* Quoted text *
By Mark Bell | June 21, 2008

I’m all for experimental. Hell, I’m all for the whole “so ridiculous it’s wonderful” thing too. What I’m not in for is absolute gibberish, filmed with a video camera, and then passed off as a “narrative” when the only thing holding anything together is a loosely-written voiceover.

Such is Guiseppe Andrews’ latest endeavor, “Schoof.” For a plot, the film posits that there’s his weird cosmic force, called schoof, that is making people in a small trailer park behave oddly. The narrator of the piece is constantly seen practicing her cheerleading in a random parking lot (and, oddly enough, has a 25 foot clit), there are cowboy orgies in a vaccuum cleaner (and an attempted one at a beach-side hotel) and other gibberish too annoying or nonsensical to mention.

I can be down with this type of picture and truth be told, “Schoof,” on sheer shake-your-head audacity, had me for the first ten minutes. But that’s it. The fact that the film runs upwards of a scant seventy minutes and feels like four hours, especially with no real point or focus, just gves the impression that random footage was thrown into the “cut” willy-nilly, then “explained” via voiceover.

I read that Guiseppe Andrews had made 23 features from his trailer park environs, and to that I can only ask, “what is the definition of feature?” If it’s running time then, sure, I truly believe that. If it’s based on actual plot structure, executed narrative… then I haven’t see the other 22 (and based on what I read, neither have his many “actors”), but strike “Schoof” from that list.

Point annotation records:
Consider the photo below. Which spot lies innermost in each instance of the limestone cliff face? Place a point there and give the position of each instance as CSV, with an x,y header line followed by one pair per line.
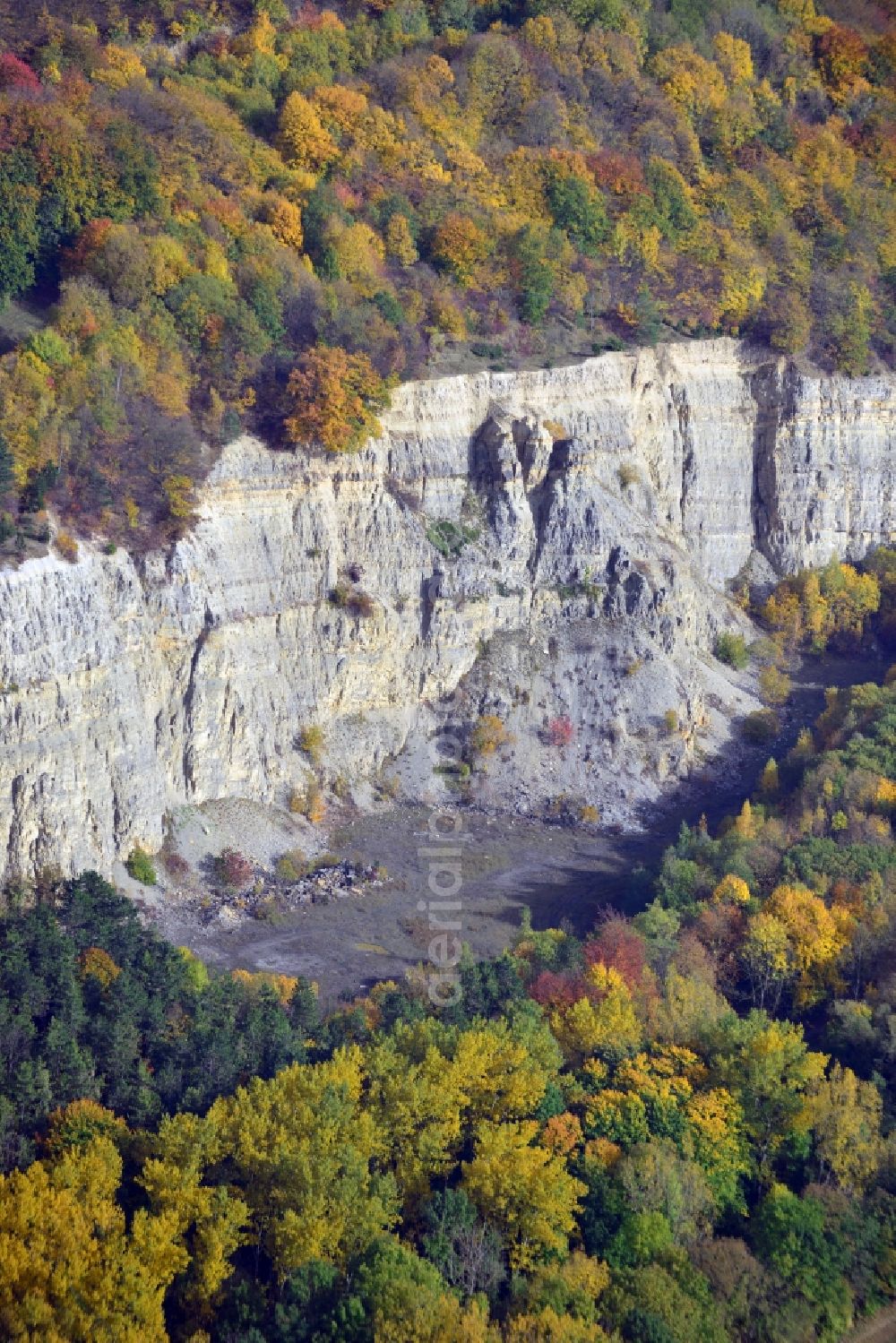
x,y
605,506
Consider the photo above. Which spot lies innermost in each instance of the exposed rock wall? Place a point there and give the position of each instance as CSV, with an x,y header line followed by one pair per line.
x,y
592,587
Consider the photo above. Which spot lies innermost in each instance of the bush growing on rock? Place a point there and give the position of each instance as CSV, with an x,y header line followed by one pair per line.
x,y
140,866
732,650
761,727
233,869
308,802
487,735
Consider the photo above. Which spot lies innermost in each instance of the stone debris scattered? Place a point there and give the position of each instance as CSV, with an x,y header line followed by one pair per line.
x,y
269,898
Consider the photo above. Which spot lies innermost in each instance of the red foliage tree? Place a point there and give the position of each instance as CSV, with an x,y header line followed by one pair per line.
x,y
618,947
16,74
233,868
555,990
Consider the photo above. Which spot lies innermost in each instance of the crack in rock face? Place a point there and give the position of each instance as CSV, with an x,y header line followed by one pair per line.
x,y
587,521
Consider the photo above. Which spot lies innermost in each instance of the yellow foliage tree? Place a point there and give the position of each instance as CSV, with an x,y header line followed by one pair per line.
x,y
845,1115
304,140
70,1270
732,891
525,1192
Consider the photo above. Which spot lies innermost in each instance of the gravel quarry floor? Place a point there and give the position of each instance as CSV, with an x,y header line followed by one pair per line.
x,y
504,861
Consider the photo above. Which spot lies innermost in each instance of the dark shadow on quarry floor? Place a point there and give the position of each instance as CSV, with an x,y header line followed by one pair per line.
x,y
505,863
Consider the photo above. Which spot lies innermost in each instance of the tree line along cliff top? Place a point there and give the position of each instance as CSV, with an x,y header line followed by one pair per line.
x,y
226,217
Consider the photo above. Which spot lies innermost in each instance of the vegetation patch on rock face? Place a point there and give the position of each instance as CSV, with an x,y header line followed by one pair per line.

* Problems to solve *
1) From the review of "Schoof," output the passage that opens with the words containing "I read that" and closes with "from that list.", word for word.
2) In the review of "Schoof," how many features is Guiseppe Andrews said to have made from his trailer park environs?
3) Decide whether each statement agrees with the review of "Schoof," answering yes or no and quoting the deciding words: (a) The reviewer was held by the film for its first ten minutes. (b) The narrator is shown practicing her cheerleading on a beach. (c) The cosmic force that makes people behave oddly is called schoof.

* Per-task outputs *
1)
I read that Guiseppe Andrews had made 23 features from his trailer park environs, and to that I can only ask, “what is the definition of feature?” If it’s running time then, sure, I truly believe that. If it’s based on actual plot structure, executed narrative… then I haven’t see the other 22 (and based on what I read, neither have his many “actors”), but strike “Schoof” from that list.

2) 23

3)
(a) Yes: "had me for the first ten minutes."
(b) No: "practicing her cheerleading in a random parking lot"
(c) Yes: "called schoof"